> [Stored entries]
------------

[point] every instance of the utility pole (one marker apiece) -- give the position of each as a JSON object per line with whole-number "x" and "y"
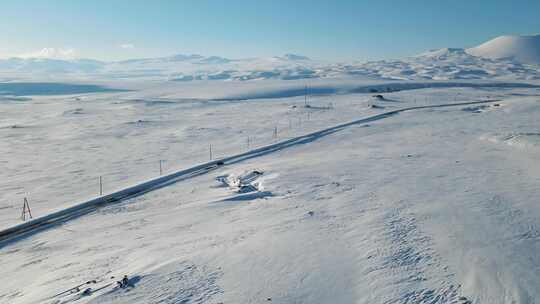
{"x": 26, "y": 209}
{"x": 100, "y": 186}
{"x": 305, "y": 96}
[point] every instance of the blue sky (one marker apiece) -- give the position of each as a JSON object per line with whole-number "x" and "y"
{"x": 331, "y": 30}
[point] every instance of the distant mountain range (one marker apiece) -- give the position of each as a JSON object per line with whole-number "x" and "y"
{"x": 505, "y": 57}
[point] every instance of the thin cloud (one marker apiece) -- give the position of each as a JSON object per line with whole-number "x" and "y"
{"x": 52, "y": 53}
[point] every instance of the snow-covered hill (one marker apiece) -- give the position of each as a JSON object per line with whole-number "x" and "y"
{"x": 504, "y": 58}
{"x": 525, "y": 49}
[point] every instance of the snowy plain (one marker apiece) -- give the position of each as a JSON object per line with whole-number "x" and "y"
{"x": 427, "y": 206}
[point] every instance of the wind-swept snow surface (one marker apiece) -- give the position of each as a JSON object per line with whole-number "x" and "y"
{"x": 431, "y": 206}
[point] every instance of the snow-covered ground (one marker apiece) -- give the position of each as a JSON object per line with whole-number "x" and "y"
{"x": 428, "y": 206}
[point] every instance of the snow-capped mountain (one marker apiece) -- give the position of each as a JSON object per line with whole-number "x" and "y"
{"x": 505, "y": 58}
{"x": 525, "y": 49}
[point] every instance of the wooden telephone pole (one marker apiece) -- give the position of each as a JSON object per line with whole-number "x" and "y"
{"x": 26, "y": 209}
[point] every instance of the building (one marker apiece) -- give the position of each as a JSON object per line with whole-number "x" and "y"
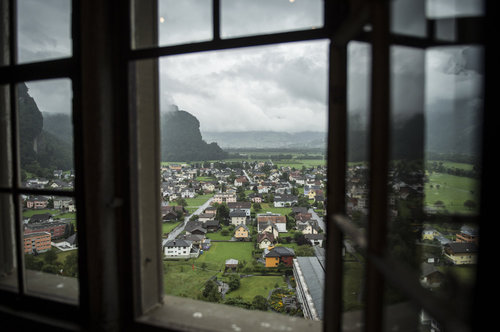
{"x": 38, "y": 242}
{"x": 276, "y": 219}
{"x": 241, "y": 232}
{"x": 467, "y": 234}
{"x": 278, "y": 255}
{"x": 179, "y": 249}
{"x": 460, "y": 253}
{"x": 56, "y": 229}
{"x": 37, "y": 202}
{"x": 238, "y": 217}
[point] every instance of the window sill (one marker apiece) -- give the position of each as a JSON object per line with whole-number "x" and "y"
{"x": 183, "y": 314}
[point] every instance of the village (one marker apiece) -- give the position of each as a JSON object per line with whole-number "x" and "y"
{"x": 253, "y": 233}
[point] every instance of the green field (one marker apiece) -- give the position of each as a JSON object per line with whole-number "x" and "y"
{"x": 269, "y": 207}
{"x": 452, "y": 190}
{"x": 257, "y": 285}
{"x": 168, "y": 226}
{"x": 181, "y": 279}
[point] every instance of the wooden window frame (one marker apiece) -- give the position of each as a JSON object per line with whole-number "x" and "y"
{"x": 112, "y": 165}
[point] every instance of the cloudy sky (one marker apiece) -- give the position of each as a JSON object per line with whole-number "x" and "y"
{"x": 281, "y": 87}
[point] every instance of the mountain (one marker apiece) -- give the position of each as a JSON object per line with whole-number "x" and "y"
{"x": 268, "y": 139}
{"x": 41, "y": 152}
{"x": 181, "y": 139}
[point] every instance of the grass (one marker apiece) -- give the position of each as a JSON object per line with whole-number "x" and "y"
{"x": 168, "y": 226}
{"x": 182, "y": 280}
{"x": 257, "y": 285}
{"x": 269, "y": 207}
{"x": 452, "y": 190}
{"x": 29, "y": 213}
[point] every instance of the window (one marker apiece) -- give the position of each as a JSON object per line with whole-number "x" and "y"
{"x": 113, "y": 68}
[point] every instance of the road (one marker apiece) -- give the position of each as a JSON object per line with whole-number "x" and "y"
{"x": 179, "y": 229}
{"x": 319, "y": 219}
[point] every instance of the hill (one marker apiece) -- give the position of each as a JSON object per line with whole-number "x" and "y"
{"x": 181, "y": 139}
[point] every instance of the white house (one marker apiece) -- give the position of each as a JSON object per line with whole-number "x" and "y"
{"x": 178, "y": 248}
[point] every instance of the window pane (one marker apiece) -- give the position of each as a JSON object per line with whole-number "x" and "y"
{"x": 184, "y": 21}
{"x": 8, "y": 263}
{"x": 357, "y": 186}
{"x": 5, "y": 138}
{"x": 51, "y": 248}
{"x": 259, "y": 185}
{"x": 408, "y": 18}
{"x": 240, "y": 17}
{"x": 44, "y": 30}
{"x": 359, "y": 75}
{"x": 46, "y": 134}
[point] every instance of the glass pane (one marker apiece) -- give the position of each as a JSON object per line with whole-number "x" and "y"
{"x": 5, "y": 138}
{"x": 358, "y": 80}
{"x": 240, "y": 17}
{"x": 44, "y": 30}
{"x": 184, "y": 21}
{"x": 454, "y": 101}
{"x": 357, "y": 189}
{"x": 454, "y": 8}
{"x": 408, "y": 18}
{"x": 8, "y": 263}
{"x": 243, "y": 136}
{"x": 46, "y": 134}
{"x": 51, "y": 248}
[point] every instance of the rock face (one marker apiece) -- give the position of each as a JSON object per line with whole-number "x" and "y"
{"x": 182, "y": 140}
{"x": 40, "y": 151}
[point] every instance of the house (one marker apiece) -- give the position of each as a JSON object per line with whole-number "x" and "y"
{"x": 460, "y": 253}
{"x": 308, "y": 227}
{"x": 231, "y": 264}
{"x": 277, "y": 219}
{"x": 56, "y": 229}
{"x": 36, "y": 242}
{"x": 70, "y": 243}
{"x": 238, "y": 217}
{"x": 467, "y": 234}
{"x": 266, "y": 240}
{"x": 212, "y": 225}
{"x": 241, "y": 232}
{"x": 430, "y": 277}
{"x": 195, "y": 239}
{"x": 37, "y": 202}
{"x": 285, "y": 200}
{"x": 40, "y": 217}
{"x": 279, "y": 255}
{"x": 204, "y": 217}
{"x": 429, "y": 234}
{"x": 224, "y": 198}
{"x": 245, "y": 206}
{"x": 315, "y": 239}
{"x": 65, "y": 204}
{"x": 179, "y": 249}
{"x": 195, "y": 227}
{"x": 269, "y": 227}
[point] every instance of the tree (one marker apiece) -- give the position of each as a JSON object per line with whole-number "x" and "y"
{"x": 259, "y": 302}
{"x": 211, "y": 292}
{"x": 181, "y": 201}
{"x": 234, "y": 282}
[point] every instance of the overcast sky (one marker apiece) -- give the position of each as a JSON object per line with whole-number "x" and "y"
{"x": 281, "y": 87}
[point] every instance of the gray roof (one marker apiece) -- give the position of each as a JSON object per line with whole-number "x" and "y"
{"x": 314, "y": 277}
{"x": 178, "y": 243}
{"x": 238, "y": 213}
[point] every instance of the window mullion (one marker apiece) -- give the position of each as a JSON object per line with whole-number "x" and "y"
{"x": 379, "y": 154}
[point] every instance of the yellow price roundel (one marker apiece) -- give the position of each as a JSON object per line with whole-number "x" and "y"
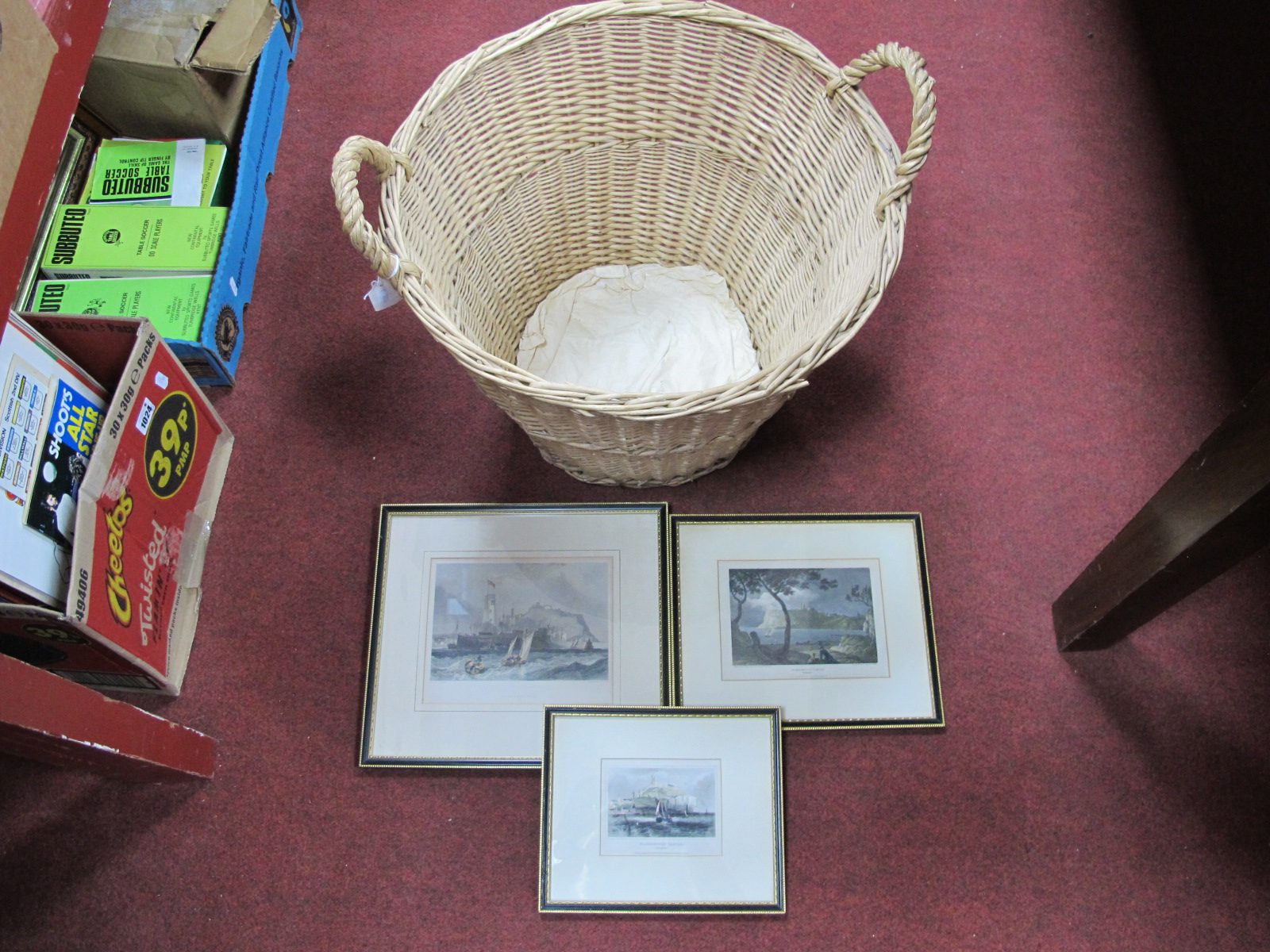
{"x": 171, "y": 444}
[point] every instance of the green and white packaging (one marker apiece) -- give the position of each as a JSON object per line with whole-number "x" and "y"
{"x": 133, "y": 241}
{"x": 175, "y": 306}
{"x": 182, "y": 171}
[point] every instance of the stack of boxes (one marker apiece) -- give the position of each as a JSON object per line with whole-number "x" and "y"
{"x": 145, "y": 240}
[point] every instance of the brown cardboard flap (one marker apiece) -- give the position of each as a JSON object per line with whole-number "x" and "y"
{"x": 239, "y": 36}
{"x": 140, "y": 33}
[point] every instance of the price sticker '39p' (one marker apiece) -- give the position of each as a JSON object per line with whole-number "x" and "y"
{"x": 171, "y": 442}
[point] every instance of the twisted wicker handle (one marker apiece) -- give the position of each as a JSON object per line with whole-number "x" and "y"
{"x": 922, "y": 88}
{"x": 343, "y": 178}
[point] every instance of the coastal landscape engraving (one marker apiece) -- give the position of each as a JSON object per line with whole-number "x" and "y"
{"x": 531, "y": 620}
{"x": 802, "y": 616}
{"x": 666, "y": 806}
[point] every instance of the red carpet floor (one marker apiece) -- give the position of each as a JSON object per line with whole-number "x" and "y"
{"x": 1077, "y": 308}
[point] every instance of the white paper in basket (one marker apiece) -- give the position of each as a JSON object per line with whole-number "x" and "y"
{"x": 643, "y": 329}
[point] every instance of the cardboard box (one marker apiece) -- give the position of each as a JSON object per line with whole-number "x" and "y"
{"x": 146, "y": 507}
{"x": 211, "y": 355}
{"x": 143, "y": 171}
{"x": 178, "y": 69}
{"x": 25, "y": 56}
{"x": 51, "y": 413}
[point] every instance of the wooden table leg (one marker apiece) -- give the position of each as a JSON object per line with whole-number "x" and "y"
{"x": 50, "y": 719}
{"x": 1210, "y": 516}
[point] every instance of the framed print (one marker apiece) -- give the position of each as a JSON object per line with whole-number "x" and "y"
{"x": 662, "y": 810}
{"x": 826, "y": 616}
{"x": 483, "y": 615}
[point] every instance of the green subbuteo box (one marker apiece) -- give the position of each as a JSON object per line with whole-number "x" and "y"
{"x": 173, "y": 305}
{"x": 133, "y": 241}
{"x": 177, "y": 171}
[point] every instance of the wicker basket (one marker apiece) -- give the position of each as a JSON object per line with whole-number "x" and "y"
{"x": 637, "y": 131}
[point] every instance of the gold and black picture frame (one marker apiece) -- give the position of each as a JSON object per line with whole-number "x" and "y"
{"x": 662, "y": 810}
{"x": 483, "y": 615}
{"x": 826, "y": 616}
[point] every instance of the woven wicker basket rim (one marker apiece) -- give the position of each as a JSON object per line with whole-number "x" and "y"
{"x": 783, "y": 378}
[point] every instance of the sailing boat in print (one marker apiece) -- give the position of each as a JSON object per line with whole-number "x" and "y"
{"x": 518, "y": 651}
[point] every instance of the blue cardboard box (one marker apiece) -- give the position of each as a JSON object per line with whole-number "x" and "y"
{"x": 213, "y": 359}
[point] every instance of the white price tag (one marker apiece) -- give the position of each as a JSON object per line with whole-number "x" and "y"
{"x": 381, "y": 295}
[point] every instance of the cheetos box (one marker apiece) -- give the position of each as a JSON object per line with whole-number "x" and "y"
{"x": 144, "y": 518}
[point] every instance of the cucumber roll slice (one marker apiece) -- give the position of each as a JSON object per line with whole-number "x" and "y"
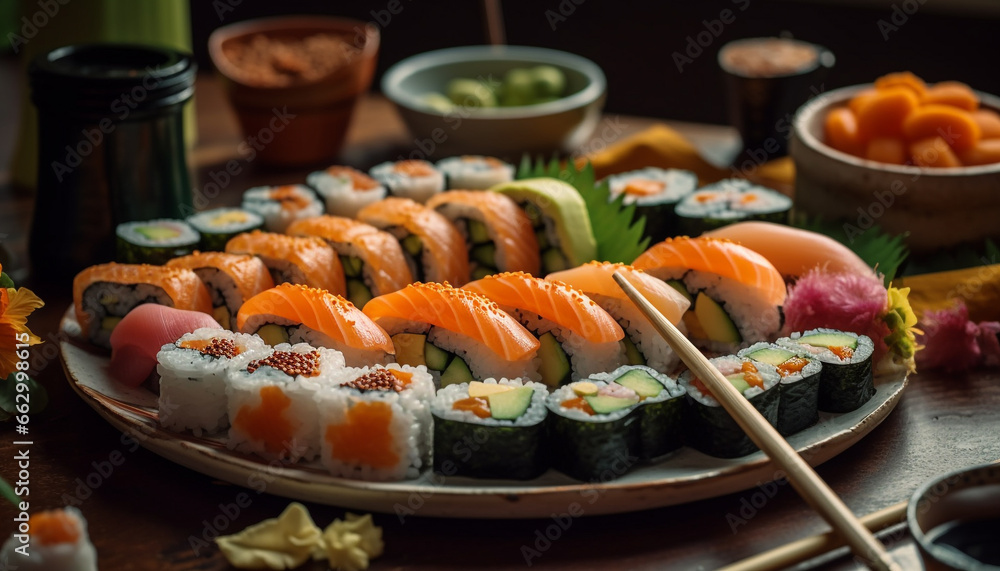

------------

> [WORK REQUIRED]
Convert the records, from the line containing "[point] every instance of the gold" through the end of the records, into a Markdown table with the columns "No." and "Line," numbering each non-blank line in order. Omit the pictures.

> [ANSWER TO THE TASK]
| No. | Line |
|---|---|
| 1 | [point] every instance of the gold and black picture frame (one marker apiece) -- give the position of each as a JSON object per line with whole-number "x" and "y" |
| 2 | {"x": 662, "y": 810} |
| 3 | {"x": 483, "y": 615} |
| 4 | {"x": 826, "y": 616} |
| 5 | [point] every instance of the woven wicker basket rim (one marker apiece) -- give the position of each as a JSON object per line with whole-number "x" and "y" |
| 6 | {"x": 783, "y": 378} |
| 7 | [point] every instance of the sailing boat in print (one marker apiece) -- give the position of each as a JSON object per line with whole-number "x" and "y" |
| 8 | {"x": 518, "y": 651} |
| 9 | [point] every instance of the blue cardboard box (one marker apiece) -- give the position of each as a JSON object per line with whole-number "x" and "y" |
| 10 | {"x": 213, "y": 359} |
| 11 | [point] every instance of the white price tag (one marker apiece) -- give the position of each as a JSON object per line with whole-number "x" and "y" |
| 12 | {"x": 381, "y": 295} |
| 13 | [point] every instance of the cheetos box (one marker apiece) -- give the position of each as a JSON object per line with whole-number "x" and "y" |
| 14 | {"x": 144, "y": 518} |
| 15 | [point] every instance of the cucumber roll slice (one marker apiece) -- give the position of each as a JSON object per line with whole-number "x" and "y" |